──────── TEXT BLOCK ────────

Based on a true story that unfolded in the deserts and mountains of the Devil’s Highway region—a landscape so harsh and brutal that it even claims the lives of people born in adjacent deserts, and one that became the preferred “crossing” route for Coyotes (guides that lead crossers from Mexico to the US) once the corridors closer to urban areas such as Tijuana/San Diego and Ciudad Juárez/El Paso became too risky due to post-911 border policies.
Twenty-six men ventured through this deadly passage in May of 2001, led by a Mexican punk rocker Coyote known as “Mendez”. By the time their expedition was to come to a tragic end, only twelve would survive, that is, after a small mutiny driven out of desperation causes a small group to abandon and turn back to Mexico, and after Mendez and a conspirator, Lauro, collect the remaining group’s American dollars to “go get water and help” and abandon them to a grisly fate.

──────── GIVEN INFORMATION ────────

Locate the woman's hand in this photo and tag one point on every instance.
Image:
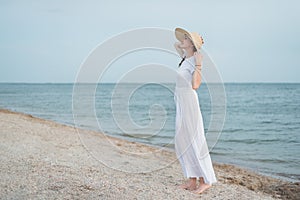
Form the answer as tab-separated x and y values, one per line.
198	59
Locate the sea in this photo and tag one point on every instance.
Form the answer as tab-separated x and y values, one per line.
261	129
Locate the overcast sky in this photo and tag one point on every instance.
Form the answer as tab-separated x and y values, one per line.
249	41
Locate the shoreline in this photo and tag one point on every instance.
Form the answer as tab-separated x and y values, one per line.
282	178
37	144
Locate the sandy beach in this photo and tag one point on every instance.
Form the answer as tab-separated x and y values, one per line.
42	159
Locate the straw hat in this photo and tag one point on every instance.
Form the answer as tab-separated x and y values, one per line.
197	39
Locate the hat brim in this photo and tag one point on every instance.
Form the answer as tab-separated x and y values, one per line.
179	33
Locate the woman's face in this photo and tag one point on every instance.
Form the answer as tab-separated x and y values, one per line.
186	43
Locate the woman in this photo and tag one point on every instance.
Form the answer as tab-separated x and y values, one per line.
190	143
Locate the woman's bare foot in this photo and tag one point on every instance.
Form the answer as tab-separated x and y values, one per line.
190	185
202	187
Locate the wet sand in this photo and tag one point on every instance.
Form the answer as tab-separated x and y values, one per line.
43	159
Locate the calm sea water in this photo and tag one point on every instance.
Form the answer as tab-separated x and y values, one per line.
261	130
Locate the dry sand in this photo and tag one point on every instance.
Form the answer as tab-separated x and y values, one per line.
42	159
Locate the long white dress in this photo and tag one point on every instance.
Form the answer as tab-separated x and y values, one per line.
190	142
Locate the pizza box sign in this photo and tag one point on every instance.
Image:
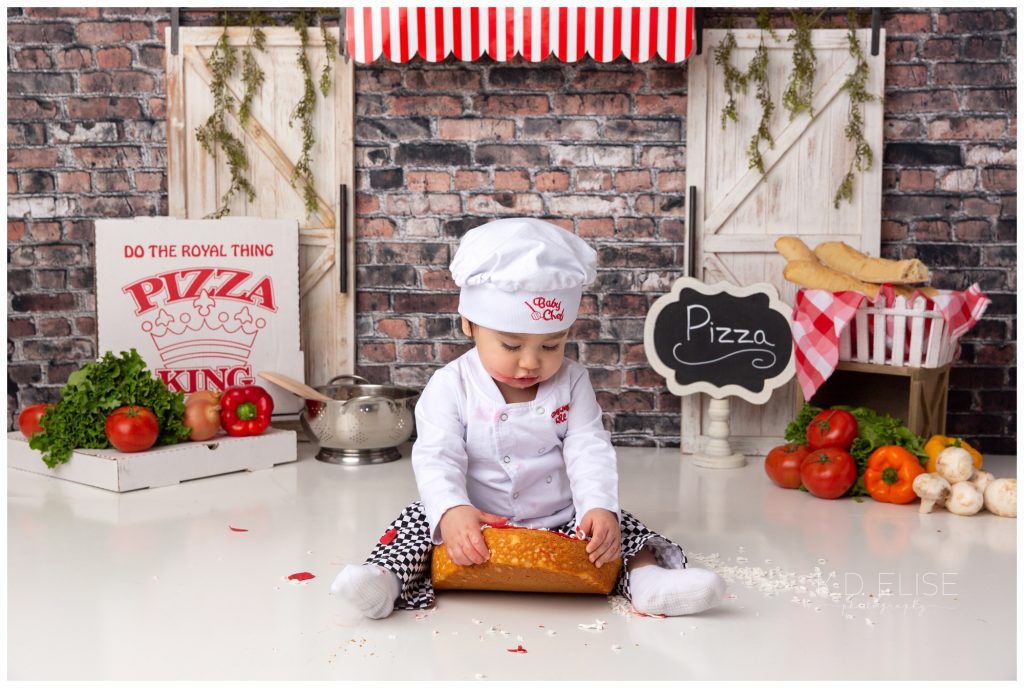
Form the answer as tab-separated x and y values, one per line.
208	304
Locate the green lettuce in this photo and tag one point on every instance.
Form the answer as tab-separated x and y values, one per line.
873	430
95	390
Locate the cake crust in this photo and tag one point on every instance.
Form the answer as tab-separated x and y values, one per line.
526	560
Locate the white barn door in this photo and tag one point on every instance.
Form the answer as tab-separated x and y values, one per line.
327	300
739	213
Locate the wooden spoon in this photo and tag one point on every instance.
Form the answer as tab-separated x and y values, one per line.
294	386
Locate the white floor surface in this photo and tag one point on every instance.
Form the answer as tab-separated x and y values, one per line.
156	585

────────

**TO DO**
From the Devil's Highway text, extract the passage starting at "Based on a true" and ending at "post-911 border policies.", copying it word for word.

**OUTPUT**
Based on a true story that unfolded in the deserts and mountains of the Devil’s Highway region—a landscape so harsh and brutal that it even claims the lives of people born in adjacent deserts, and one that became the preferred “crossing” route for Coyotes (guides that lead crossers from Mexico to the US) once the corridors closer to urban areas such as Tijuana/San Diego and Ciudad Juárez/El Paso became too risky due to post-911 border policies.